Attività da svolgere »
1. Traduci in inglese questa frase del brano: «Il potere, soprattutto politico ed economico, ma soprattutto finanziario, ha il compito di frenare il mistero dell’iniquità.»
2. Per favore, riduci a un elenco puntato il paragrafo del brano che comincia con «Ma, se il potere in fondo», conservandone i fatti principali.

Non può non far pensare quanto, nella conclusione del suo intervento, ha scritto il segretario dell’ONU: «Non è il momento per trascurare i diritti umani; è un momento in cui, più che mai, i diritti umani sono necessari per affrontare questa crisi in un modo che ci consentirà di concentrarci sul raggiungimento di uno sviluppo inclusivo e sostenibile e di una pace duratura». E ancora: «Siamo tutti insieme in questo. Il virus minaccia tutti. I diritti umani elevano tutti. Rispettando i diritti umani in questo momento di crisi, costruiremo soluzioni più efficaci ed eque per l’emergenza di oggi e per la ripresa di domani. Sono convinto che sia possibile, se siamo determinati e lavoriamo insieme».
Viene in mente la famosa espressione della II lettera ai Tessalonicesi 2, 6-7, dove si evoca la figura, cara a Massimo Cacciari, del “potere che frena”: «E ora voi sapete che cosa lo trattiene perché non si manifesti se non nel suo tempo. Il mistero dell'iniquità è già in atto, ma è necessario che sia tolto di mezzo colui che finora lo trattiene». Il potere, soprattutto politico ed economico, ma soprattutto finanziario, ha il compito di frenare il mistero dell’iniquità. Lo sta facendo, mettendo in campo i suoi uomini migliori e le sue più raffinate risorse. Fa il suo mestiere nel tentativo di evitare la catastrofe, Ma ne dobbiamo essere consapevoli. La leva che sta usando, anche nel nostro Paese, è soprattutto quella dell’economia e della finanza, visto che ha affidato a tecnici di indiscussa professionalità i dicasteri attinenti a tali ambiti. Intanto la scuola continua a languire e, a parte qualche intervento di facciata, i ragazzi e le famiglie restano in balie di se stessi e gli esami di grado saranno una fotocopia di quelli precedenti. È solo un esempio, ma decisivo, per non cedere alla tentazione dell’indignazione di fronte a quella che papa Francesco ha chiamato la “catastrofe educativa”.
Ma, se il potere in fondo non fa altro che frenare, ovvero sta svolgendo il suo lavoro, perché non andiamo a sbattere contro il muro della distruzione, dobbiamo al tempo stesso chiederci chi e come detiene il pedale della frizione e dell’acceleratore, in questo momento così drammatico. Bisognerà cambiare marcia, chi ne avrà il coraggio e la forza? Tutti noi, in quanto, mentre continuiamo a rivendicare i nostri diritti di cittadinanza, mettiamo in atto gesti simbolici, ma efficaci, di rinascita. Penso ad esempio al gesto dell’infermiere islamico Maher Ibrahim che ha avuto il coraggio di recitare la preghiera ebraica dello Shemà al cospetto di un moribondo ebreo. Ma anche agli infermieri e ai medici che hanno raccolto le ultime volontà di moribondi che mandavano a dire alle persone amate il loro amore o indicavano il modo di celebrare le loro esequie.

Estratti del dataset »
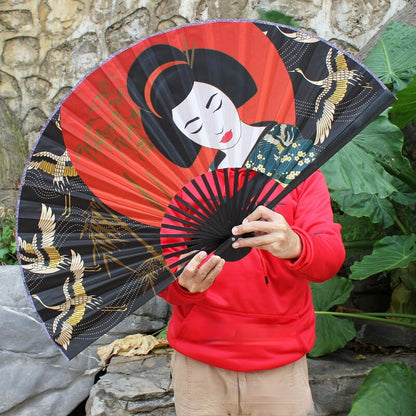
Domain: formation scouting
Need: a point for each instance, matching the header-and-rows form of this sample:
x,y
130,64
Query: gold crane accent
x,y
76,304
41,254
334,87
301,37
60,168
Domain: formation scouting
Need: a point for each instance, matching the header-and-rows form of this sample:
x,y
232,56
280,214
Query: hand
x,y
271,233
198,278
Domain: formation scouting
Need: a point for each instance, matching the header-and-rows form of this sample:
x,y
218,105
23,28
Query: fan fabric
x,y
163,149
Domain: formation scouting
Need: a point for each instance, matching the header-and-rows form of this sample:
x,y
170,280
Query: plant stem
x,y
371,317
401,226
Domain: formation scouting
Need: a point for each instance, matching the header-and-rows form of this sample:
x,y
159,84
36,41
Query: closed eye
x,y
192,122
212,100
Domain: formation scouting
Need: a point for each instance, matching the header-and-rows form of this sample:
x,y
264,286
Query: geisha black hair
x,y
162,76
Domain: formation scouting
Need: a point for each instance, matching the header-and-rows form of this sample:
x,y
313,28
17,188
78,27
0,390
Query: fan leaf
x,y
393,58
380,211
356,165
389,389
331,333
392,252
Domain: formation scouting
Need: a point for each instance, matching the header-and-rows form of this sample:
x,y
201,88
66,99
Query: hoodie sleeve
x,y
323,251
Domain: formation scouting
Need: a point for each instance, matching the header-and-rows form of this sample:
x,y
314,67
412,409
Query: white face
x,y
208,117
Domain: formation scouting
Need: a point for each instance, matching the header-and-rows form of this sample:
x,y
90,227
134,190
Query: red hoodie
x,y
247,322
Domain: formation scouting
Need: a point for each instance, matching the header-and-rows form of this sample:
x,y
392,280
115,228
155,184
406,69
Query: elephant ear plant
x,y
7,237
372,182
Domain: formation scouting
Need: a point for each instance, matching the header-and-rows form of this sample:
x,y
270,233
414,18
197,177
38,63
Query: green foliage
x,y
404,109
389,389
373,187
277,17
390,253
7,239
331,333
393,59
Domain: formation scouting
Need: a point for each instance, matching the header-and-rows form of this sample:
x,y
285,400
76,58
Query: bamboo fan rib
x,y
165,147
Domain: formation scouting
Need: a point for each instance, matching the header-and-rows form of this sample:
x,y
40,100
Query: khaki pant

Soluzioni »
1. Power, above all political and economic, but above all financial, has the task of restraining the mystery of iniquity.

2.
- Il potere si limita a frenare, cioè svolge il suo lavoro per evitare che si vada a sbattere contro il muro della distruzione.
- Bisogna chiedersi chi tiene, e in che modo, il pedale della frizione e quello dell'acceleratore in questo momento drammatico.
- Serve cambiare marcia: il coraggio e la forza di farlo spettano a tutti noi, che, mentre rivendichiamo i nostri diritti di cittadinanza, compiamo gesti simbolici ma efficaci di rinascita.
- Un esempio è l'infermiere islamico Maher Ibrahim, che ha recitato la preghiera ebraica dello Shemà davanti a un moribondo ebreo.
- Altri esempi sono gli infermieri e i medici che hanno raccolto le ultime volontà di moribondi, i quali mandavano a dire il loro amore alle persone amate o indicavano come celebrare le proprie esequie.